Restate all the material verbatim, except for the pictures.

PROVIDED MATERIAL =>
──────────────────────────────

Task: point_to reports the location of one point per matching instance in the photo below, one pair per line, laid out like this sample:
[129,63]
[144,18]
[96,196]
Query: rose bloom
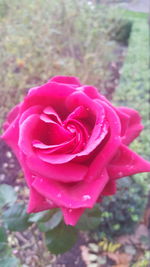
[72,145]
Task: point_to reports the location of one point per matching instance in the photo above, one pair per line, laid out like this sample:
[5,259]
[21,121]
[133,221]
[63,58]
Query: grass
[133,90]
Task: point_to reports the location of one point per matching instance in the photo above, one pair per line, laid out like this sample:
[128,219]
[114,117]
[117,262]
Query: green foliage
[54,221]
[121,31]
[133,90]
[15,218]
[90,220]
[61,238]
[65,37]
[121,212]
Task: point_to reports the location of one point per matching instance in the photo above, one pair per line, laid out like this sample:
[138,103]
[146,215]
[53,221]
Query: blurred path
[138,6]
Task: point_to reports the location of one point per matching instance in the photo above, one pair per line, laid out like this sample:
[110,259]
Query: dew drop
[34,176]
[49,201]
[86,197]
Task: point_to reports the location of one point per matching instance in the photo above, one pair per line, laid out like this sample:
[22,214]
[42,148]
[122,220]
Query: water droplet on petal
[34,176]
[86,197]
[49,201]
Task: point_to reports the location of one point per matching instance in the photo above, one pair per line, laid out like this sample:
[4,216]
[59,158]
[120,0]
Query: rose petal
[70,172]
[78,195]
[108,151]
[11,116]
[30,111]
[11,135]
[134,125]
[38,203]
[110,188]
[127,163]
[50,94]
[27,133]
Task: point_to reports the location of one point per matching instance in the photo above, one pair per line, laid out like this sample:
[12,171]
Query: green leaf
[15,218]
[51,223]
[7,195]
[61,239]
[88,222]
[3,238]
[36,217]
[8,261]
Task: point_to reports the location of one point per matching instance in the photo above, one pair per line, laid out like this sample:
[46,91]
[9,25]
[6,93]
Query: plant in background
[72,145]
[75,41]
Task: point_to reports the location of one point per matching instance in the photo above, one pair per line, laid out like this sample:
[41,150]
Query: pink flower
[72,145]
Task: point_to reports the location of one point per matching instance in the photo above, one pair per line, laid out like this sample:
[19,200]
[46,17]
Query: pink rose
[72,145]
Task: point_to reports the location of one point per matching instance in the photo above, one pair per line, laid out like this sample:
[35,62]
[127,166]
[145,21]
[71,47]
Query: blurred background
[106,44]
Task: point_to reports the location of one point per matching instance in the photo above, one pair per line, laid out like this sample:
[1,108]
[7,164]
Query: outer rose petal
[11,135]
[11,116]
[107,153]
[134,126]
[110,188]
[83,194]
[70,172]
[71,216]
[38,203]
[66,79]
[127,163]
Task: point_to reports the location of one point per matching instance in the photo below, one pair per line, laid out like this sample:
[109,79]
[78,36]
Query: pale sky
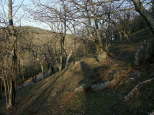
[21,16]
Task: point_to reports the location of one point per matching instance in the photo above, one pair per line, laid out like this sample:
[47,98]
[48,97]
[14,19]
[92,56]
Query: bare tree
[148,17]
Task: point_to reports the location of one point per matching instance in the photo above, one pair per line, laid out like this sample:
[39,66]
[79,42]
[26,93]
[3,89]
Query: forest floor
[63,92]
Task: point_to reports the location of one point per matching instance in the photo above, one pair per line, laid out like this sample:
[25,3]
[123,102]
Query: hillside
[89,87]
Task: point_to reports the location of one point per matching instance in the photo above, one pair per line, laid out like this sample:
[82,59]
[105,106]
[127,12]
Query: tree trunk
[145,14]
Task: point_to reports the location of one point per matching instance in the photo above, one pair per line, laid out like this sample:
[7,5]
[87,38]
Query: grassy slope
[56,95]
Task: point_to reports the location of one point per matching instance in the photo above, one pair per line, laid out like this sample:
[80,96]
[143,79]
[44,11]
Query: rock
[80,89]
[100,86]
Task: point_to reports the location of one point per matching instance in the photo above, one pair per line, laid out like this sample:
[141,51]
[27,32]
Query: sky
[21,16]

──────────────────────────────

ANSWER TO THIS EXERCISE =>
Task: point_to reports the location of one point per matching instance in the photo below, one pair per line, laid out like this sample:
[129,63]
[144,18]
[96,196]
Query: rose bloom
[72,145]
Task: point_to reports the location of one point per matching instance in the photo above, one pair per line, laid out like this sample:
[5,259]
[21,121]
[133,221]
[63,58]
Query: grass
[133,90]
Task: point_to reports the location of one point per matching instance in the photo above, one pair per line, laid out like this sample:
[128,219]
[114,117]
[117,262]
Query: green foliage
[54,221]
[121,31]
[133,90]
[15,218]
[90,220]
[61,238]
[65,37]
[121,212]
Task: point_to reports the location of one point per matching instance in the photo above, one pair per line, laid out like this sample:
[138,103]
[146,215]
[53,221]
Query: blurred path
[138,6]
Task: point_to reports the location of one point per matching instance in the photo above, one pair per line, laid out like this sample:
[110,259]
Query: dew drop
[34,176]
[49,201]
[86,197]
Task: point_to reports the location of one point per matching instance in the photo above, one pair per line, laid out like this sample:
[22,214]
[42,148]
[122,220]
Query: water droplet on petal
[34,176]
[86,197]
[49,201]
Task: point_to reports the location of one point per matching instance in the photo above, one pair per line, laid out like this sample:
[4,216]
[59,158]
[120,0]
Query: rose petal
[70,172]
[78,195]
[108,151]
[11,116]
[30,111]
[11,135]
[134,125]
[38,203]
[110,188]
[127,163]
[50,94]
[27,133]
Task: point_to reports the location of one point per matching instance in the photo above, one pair per line, laid out like this sample:
[12,171]
Query: green leaf
[15,218]
[51,223]
[7,195]
[61,239]
[88,222]
[3,238]
[36,217]
[8,261]
Task: point_to reports the location of one point per matching instance in the photo above, one pair per line, laid out like this sample:
[46,91]
[9,25]
[6,93]
Query: plant in background
[72,145]
[75,41]
Task: point_to reports the location of one point per matching instance in the photo above, one pair per line, laid out like this sample:
[41,150]
Query: pink flower
[72,145]
Task: point_to reports the location of one point per matching instance in the photo above, one pair per line, laid out like this sample:
[19,200]
[46,17]
Query: pink rose
[72,145]
Task: point_to reports the location of one point per matching instance in the photo above, one pair per line, laid out like this sample:
[35,62]
[127,166]
[145,21]
[71,47]
Query: blurred background
[106,44]
Task: point_to reports the location of one point per matching instance in the photo above, one pair per line, laid out like this sample:
[1,108]
[7,164]
Query: outer rose petal
[11,135]
[11,116]
[107,153]
[134,126]
[110,188]
[83,194]
[70,172]
[71,216]
[38,203]
[66,79]
[127,163]
Task: point_to reports the location of one point per matching instance in the photo below, one pair per line, laid out like this sample:
[109,79]
[78,36]
Query: pale sky
[21,16]
Task: point_to reports the location of one point per matching instance in the photo above, one pair per line, laid out like this sample:
[47,98]
[48,97]
[14,19]
[92,56]
Query: bare tree
[148,17]
Task: point_to reports the location of one point per matching instance in the photo above, one pair per line, laid out like this sample:
[39,66]
[79,42]
[26,93]
[3,89]
Query: forest floor
[63,92]
Task: point_to reports the location of one point per matching instance in the photo above, one pair per line, laid out like this sample:
[25,3]
[123,102]
Query: hillside
[89,87]
Task: point_to reports the location of one point per matching instance in the photo above, one pair per line, laid out like this sample:
[82,59]
[105,106]
[127,12]
Query: tree trunk
[145,14]
Task: point_to reports the location of one point per matching instance in the photo above, one pair per line, laid out like this sample:
[7,5]
[87,38]
Query: grassy slope
[56,95]
Task: point_to reports the location of one point per matching instance in the photo above, one pair per line, laid out like this sample:
[80,96]
[143,79]
[44,11]
Query: rock
[80,89]
[100,86]
Task: point_to reports the location of one point per matching instance in the photo above, one pair per line, laid out like this sample:
[141,51]
[27,32]
Query: sky
[21,16]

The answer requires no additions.